Data provided —
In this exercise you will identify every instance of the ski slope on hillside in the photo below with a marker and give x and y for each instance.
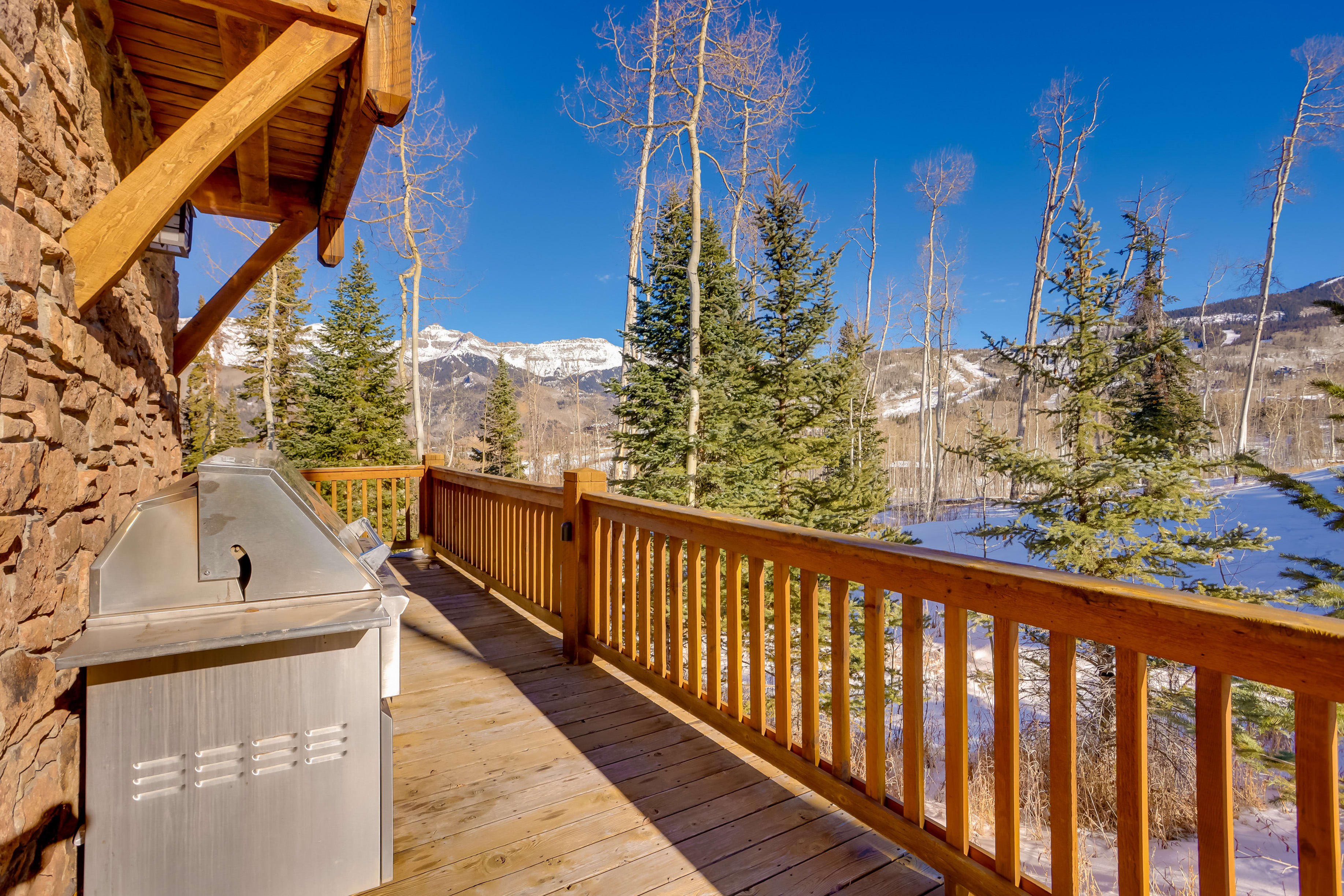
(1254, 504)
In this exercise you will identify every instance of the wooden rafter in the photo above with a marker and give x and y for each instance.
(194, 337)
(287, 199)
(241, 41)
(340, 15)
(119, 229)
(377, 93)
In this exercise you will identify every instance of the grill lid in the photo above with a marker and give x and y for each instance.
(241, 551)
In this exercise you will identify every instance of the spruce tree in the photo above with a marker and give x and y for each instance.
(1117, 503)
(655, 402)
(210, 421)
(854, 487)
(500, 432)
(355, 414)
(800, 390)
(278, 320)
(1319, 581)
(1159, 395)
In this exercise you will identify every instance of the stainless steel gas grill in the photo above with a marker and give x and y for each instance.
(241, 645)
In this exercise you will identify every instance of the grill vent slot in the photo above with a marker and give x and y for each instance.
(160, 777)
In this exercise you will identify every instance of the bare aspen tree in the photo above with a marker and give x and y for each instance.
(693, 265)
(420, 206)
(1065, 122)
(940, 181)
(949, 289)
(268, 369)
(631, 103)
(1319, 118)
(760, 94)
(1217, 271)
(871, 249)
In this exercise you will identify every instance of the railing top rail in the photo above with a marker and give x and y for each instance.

Problem requirements — Copy each line exactly, from the line containing "In this exercise you will identify every instance of the wooden" down to the last line of the material, and no other lines.

Response below —
In this exercise you will identify every instance of the wooden rafter in the photo above with a marker and give x and y for each instance.
(194, 337)
(287, 199)
(241, 41)
(340, 15)
(119, 229)
(377, 93)
In this exercise you will identify every instance of the grill lid in the photo above with a marker and give x and y for each instance.
(241, 551)
In this exercise you will identify every instance of the spruce tree in the photo above with a marker and give x and y for each instance.
(1117, 503)
(655, 402)
(210, 421)
(854, 487)
(500, 432)
(355, 414)
(800, 390)
(278, 320)
(1319, 581)
(1159, 395)
In this exercise you will identify every instance of the stainless steel gas grill in the photo above with a marker and give x and y for each instance.
(241, 645)
In this exercise you will identify every instance of the grill vent slot in the photo above with a marker and give x and y for each instance.
(160, 777)
In this exercise you will identify every instance of the bare aspen tree in the photo above with a marker and give x and y for each instance.
(693, 265)
(420, 206)
(1065, 122)
(940, 181)
(949, 289)
(268, 369)
(631, 103)
(1319, 118)
(760, 94)
(1217, 271)
(871, 249)
In this exercise you will identify every instance of the railing top rail in the photo above with a marker and give x and y for each instance.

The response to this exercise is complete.